- **PROBLEM REQUIREMENTS**
Show every line of the data below that contains the word "overcast", treating uppercase and lowercase letters as different.

☆ ☆ ☆ ☆ ☆

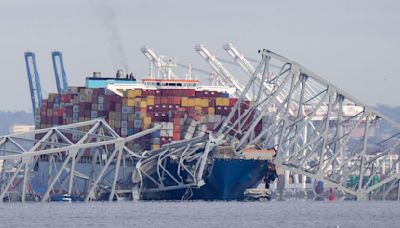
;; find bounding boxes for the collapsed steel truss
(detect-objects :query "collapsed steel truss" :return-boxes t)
[0,46,400,202]
[0,119,160,202]
[133,134,223,197]
[218,50,400,199]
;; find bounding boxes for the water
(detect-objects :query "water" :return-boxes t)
[0,200,400,228]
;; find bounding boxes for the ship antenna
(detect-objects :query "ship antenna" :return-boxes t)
[188,63,192,80]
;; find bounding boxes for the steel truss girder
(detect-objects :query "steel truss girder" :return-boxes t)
[133,133,223,200]
[222,47,400,199]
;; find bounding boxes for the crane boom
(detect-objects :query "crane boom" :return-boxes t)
[24,52,42,117]
[51,51,68,93]
[194,44,251,100]
[140,46,176,79]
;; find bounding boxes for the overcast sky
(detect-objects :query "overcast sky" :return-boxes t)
[0,0,400,111]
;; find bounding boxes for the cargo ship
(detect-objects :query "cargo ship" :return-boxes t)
[34,72,270,200]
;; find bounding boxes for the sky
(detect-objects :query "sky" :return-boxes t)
[0,0,400,111]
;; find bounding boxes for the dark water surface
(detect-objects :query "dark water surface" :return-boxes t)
[0,200,400,228]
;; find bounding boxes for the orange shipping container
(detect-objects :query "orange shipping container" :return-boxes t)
[173,97,181,104]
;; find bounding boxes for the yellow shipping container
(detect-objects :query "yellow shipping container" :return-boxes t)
[128,89,142,98]
[140,101,147,108]
[201,98,208,108]
[181,97,189,107]
[194,106,201,112]
[222,98,229,106]
[188,99,196,107]
[194,98,202,106]
[143,116,151,125]
[215,97,222,106]
[151,144,160,150]
[208,107,215,115]
[147,96,154,106]
[127,99,135,107]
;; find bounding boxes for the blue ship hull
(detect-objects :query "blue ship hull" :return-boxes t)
[142,158,268,200]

☆ ☆ ☆ ☆ ☆

- **FULL ANSWER**
;; find bounding boxes for the overcast sky
(detect-objects :query "overcast sky" :return-boxes t)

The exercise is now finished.